Entries listed in a dataset:

--- start ---

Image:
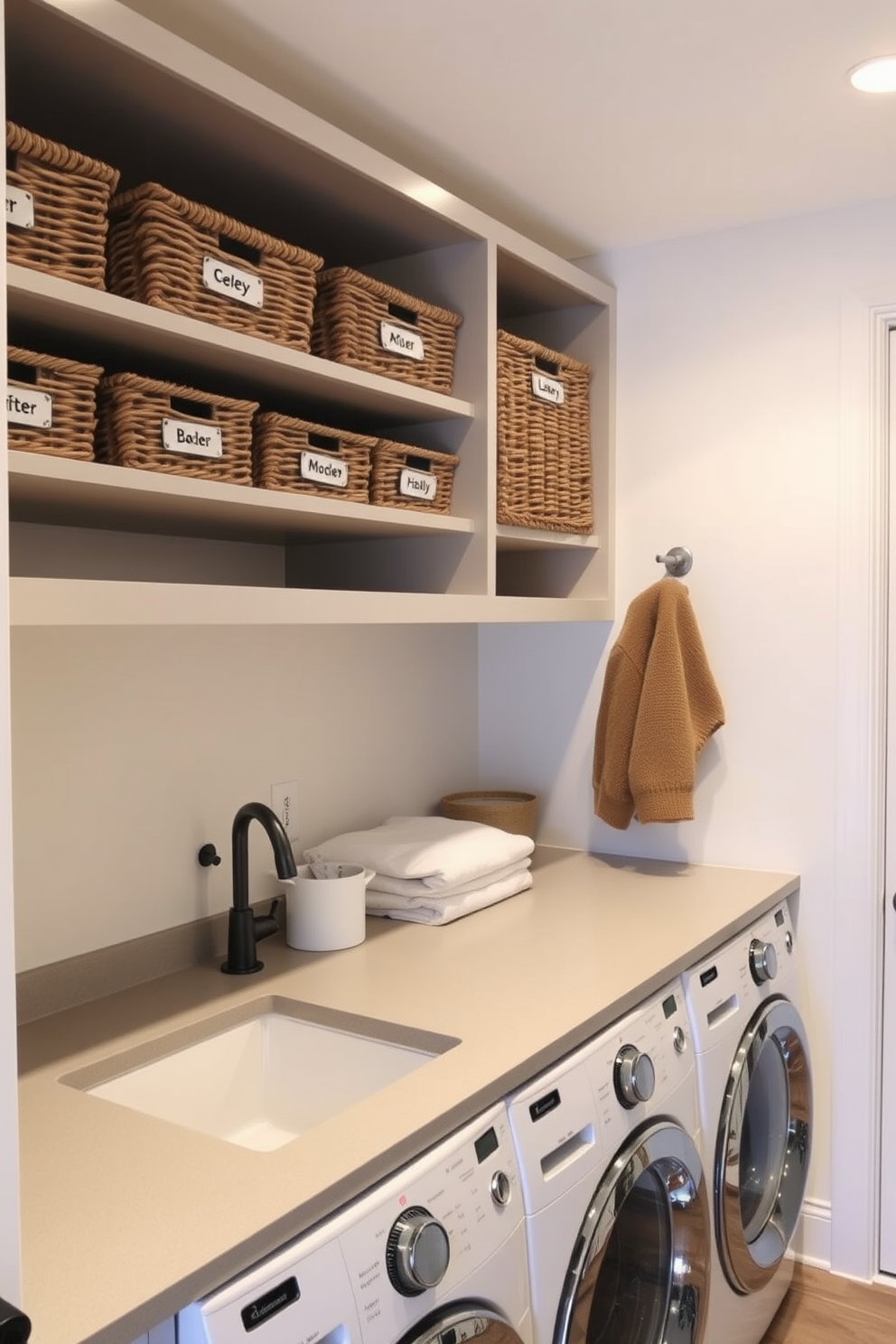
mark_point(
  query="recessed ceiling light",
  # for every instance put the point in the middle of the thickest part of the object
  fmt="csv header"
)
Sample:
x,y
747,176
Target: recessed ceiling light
x,y
876,76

--- end ---

WHAT YOU SHOULD DO: Transcribe every line of the entries verbatim, omitting the pictures.

RESULT BELOW:
Image:
mark_point(
  query="recessed ceiling light",
  # for every instance put the point in the middle of the thickest part of the object
  fmt="csv header"
)
Sample:
x,y
747,176
Target: recessed ceiling light
x,y
876,76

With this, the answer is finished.